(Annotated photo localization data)

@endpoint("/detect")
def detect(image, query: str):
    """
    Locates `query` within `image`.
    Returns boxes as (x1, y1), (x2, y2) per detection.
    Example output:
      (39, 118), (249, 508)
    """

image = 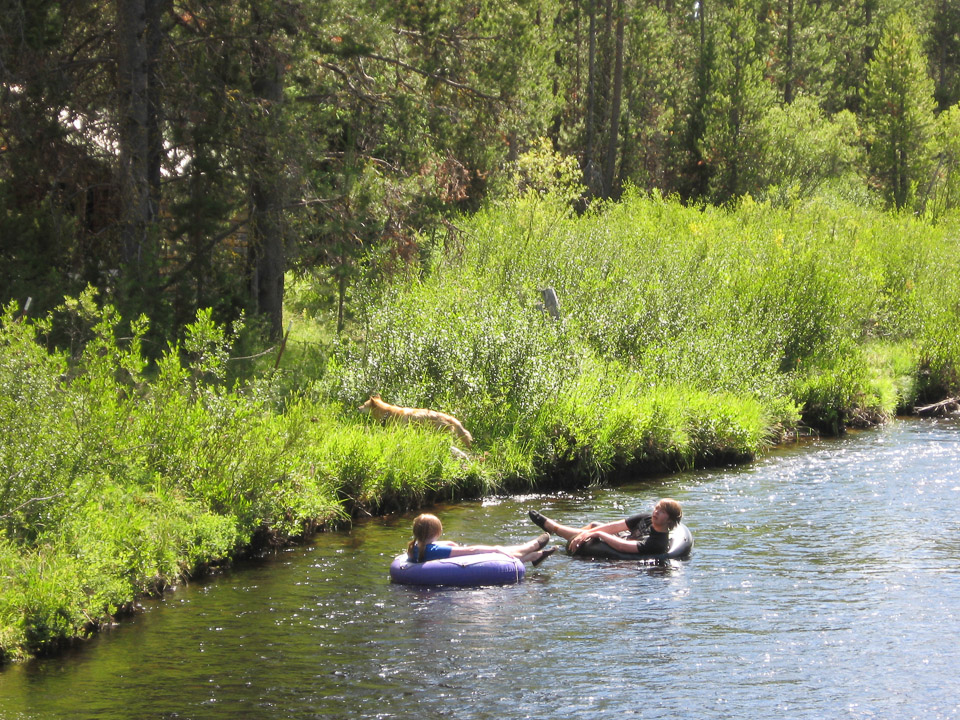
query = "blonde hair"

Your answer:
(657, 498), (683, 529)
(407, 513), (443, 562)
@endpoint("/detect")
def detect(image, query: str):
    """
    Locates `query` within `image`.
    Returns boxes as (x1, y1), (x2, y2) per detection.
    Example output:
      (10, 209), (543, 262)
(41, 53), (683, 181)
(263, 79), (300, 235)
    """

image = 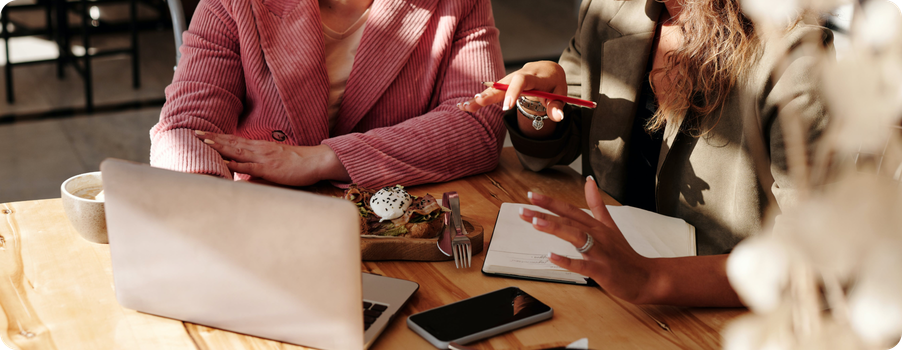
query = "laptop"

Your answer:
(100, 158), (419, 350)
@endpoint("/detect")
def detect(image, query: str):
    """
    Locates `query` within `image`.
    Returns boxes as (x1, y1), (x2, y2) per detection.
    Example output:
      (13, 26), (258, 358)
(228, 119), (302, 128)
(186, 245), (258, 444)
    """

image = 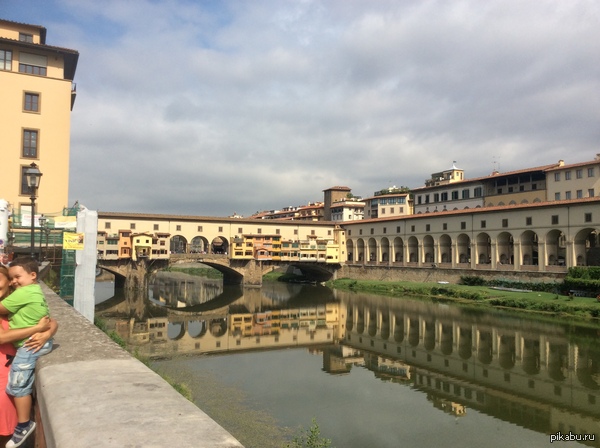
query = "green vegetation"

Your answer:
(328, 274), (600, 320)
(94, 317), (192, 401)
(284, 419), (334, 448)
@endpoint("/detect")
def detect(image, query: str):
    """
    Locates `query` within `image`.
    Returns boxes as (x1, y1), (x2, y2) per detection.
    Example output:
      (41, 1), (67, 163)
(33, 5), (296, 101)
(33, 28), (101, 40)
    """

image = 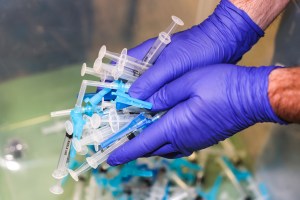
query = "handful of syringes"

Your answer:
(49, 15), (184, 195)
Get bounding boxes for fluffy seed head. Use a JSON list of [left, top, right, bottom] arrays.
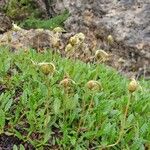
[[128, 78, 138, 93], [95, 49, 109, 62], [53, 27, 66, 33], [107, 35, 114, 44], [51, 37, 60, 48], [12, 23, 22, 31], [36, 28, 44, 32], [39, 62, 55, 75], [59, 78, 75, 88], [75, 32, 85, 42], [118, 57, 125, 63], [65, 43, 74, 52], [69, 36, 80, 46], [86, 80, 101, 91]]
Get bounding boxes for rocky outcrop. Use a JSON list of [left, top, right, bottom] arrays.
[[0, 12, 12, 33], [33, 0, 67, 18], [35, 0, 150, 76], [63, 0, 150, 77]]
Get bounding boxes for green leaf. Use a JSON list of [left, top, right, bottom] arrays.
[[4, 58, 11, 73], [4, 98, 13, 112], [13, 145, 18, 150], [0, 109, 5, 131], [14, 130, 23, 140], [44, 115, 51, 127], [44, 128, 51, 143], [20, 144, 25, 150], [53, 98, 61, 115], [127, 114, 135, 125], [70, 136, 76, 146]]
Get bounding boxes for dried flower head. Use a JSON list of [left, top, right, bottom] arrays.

» Exercise directions
The reply must match the records exactly, apart from the pictures, which are left out.

» Answer box
@endpoint("/detect")
def detect(image, query: str):
    """
    Locates `query` within `image`.
    Returns boxes as (x1, y1), (x2, y2) per detection.
    Example output:
      (39, 118), (249, 508)
    """

image = 
query = "blonde hair"

Your answer:
(657, 498), (683, 529)
(407, 513), (443, 562)
@endpoint("/detect")
def detect(image, query: str):
    """
    Locates `query` within `image`.
    Returns boxes as (x1, y1), (x2, y2) per detection.
    Example output:
      (10, 209), (543, 262)
(41, 53), (683, 181)
(263, 79), (300, 235)
    """

image = 
query = "laptop"

Your answer:
(100, 158), (419, 350)
@endpoint("/detect")
def detect(image, query: str):
    """
    Locates `query` within `image`.
    Returns boxes as (x1, y1), (x2, y2) per detection.
    Example output:
      (13, 26), (258, 358)
(228, 119), (302, 128)
(186, 245), (258, 444)
    """

image = 
query = "green vegetation"

Your answer:
(328, 274), (600, 320)
(94, 317), (192, 401)
(284, 419), (334, 448)
@endpoint("/detect")
def detect(image, query: str):
    """
    Locates `query` within `image`.
    Returns boxes as (x1, y1), (x2, y2) per detection.
    Example output:
      (41, 1), (67, 163)
(33, 5), (296, 101)
(33, 28), (101, 40)
    """

image = 
query = "handful of syringes"

Your answer:
(49, 15), (184, 195)
Get bounding boxes for fluffy seed head. Use a JSON list of [left, top, right, bottom] arrays.
[[128, 78, 138, 93], [95, 49, 109, 62], [53, 27, 66, 33], [107, 35, 114, 44], [51, 37, 60, 48], [12, 23, 22, 31], [36, 28, 44, 32], [39, 62, 55, 75], [59, 78, 75, 88], [75, 32, 85, 42], [118, 57, 125, 63], [65, 43, 74, 52], [69, 36, 80, 46], [86, 80, 101, 91]]
Get bounding boxes for rocky outcrop. Use a JSON list of [left, top, right, bottom] arrays.
[[0, 12, 12, 33], [33, 0, 67, 18], [35, 0, 150, 76], [63, 0, 150, 77]]
Get bounding boxes for green leaf. Use a JSON list of [left, top, right, bottom] arrays.
[[4, 58, 11, 73], [4, 98, 13, 112], [13, 145, 18, 150], [0, 109, 5, 131], [14, 130, 23, 140], [44, 115, 51, 127], [44, 128, 51, 143], [20, 144, 25, 150], [53, 98, 61, 115], [127, 114, 135, 125], [70, 136, 76, 146]]
Get bounding boxes for dried flower head. Use a JSON list of [left, top, right, bottom] arrays.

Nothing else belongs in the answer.